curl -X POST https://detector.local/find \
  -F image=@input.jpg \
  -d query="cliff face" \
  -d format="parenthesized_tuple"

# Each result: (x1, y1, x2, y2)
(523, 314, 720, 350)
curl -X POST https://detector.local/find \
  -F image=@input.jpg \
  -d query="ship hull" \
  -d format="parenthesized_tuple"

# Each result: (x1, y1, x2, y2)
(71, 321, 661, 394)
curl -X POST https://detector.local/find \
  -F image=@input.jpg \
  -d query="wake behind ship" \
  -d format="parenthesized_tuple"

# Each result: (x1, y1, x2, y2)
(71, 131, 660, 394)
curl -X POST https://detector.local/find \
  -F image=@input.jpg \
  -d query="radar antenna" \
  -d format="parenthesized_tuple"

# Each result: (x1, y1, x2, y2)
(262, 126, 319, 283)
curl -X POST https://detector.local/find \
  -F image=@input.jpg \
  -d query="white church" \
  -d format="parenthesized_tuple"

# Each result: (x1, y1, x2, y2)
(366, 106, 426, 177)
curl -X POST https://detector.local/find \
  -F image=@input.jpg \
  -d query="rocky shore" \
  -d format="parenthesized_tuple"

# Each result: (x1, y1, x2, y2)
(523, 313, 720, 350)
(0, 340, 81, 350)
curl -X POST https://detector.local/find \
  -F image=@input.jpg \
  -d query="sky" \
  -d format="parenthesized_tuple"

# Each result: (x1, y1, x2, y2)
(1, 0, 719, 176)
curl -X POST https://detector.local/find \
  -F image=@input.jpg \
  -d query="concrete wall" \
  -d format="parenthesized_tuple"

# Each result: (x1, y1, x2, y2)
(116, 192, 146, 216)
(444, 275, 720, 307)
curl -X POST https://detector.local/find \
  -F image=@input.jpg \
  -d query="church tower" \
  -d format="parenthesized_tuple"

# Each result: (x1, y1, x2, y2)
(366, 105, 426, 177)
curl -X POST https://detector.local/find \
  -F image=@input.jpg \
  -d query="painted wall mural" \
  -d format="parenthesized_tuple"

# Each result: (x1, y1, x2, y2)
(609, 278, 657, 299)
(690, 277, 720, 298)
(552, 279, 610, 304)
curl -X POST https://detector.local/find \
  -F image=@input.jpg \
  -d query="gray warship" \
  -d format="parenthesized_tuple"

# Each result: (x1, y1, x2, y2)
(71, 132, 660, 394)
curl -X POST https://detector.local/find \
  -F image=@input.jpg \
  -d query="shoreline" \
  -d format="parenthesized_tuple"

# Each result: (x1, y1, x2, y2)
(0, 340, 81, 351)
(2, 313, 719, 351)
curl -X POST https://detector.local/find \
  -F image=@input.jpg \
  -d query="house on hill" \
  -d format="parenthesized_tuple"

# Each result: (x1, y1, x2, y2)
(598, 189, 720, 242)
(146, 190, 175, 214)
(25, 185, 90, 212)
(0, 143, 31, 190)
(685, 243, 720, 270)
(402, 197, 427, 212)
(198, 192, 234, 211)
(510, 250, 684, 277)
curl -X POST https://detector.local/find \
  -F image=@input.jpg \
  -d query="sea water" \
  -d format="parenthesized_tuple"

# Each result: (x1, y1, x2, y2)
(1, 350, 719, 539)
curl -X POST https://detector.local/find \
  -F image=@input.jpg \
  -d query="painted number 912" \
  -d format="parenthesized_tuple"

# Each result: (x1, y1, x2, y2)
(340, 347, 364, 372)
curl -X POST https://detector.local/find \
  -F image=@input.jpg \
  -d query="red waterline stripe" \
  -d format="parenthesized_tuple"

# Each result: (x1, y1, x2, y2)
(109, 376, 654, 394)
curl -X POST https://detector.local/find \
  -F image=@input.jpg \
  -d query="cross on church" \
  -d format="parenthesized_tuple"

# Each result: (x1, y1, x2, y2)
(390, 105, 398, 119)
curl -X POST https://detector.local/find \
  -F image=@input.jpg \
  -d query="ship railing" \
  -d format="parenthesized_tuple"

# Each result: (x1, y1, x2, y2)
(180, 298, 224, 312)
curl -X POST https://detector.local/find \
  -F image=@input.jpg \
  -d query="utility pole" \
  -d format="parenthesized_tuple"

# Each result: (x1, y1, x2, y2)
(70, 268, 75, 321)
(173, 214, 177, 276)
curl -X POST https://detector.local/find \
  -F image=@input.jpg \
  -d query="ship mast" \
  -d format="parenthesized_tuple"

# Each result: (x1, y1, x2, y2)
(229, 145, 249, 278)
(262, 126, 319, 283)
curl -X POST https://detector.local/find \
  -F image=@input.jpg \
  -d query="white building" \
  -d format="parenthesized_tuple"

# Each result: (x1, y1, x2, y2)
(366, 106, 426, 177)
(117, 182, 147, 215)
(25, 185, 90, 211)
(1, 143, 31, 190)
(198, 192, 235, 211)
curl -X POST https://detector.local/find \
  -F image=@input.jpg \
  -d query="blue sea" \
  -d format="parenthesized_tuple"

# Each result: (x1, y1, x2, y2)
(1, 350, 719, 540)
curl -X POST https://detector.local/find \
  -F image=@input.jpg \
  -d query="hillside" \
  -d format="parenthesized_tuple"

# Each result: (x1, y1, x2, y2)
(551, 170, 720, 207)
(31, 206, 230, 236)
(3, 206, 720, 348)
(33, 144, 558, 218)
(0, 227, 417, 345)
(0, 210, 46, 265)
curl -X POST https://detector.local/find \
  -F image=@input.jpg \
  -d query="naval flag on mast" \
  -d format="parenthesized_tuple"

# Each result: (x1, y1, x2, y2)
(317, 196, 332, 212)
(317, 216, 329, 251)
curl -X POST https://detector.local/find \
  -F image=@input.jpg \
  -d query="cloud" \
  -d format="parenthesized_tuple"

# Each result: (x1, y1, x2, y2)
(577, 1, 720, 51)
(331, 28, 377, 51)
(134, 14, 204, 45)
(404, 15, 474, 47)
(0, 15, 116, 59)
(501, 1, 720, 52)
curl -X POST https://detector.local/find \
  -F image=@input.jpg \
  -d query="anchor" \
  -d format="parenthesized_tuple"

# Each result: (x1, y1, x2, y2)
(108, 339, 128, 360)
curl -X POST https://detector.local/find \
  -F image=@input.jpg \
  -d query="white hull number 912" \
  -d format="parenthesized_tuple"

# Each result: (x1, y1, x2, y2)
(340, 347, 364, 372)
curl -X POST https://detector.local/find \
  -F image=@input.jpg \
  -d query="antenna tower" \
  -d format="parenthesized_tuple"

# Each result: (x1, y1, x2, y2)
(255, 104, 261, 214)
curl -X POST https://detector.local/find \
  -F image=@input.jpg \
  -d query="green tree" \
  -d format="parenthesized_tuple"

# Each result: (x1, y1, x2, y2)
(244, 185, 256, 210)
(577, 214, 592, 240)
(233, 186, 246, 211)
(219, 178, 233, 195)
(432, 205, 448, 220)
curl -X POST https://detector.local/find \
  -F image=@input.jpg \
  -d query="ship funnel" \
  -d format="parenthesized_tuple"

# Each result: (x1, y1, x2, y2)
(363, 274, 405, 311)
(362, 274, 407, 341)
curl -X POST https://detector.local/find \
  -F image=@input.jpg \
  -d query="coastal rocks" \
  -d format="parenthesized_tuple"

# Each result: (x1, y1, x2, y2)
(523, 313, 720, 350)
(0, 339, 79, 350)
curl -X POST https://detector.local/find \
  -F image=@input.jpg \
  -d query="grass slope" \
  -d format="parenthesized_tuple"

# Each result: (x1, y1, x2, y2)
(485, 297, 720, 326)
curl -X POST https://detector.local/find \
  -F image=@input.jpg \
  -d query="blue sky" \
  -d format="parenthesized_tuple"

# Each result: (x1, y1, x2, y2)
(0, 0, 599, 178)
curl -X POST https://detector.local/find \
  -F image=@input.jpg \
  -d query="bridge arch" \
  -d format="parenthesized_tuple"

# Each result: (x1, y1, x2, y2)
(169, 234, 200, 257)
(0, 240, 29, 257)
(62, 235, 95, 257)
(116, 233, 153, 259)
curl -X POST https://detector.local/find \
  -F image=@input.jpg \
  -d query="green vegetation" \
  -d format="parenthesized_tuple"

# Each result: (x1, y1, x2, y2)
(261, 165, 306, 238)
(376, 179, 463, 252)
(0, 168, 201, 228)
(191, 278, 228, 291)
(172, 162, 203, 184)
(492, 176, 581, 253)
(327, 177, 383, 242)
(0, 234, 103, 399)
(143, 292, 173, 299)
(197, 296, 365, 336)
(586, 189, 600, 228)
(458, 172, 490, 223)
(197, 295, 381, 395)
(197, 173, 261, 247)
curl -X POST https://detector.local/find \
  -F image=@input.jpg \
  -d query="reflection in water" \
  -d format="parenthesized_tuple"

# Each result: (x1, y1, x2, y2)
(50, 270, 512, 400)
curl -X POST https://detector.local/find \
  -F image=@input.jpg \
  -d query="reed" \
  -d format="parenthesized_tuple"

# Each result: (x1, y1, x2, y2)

▶ **WHAT NEEDS TO BE DONE**
Each line above with the string "tower" in it should be located and copied.

▶ **SOLUTION FOR THIS EXERCISE**
  -d query="church tower" \
  -d query="antenna tower" \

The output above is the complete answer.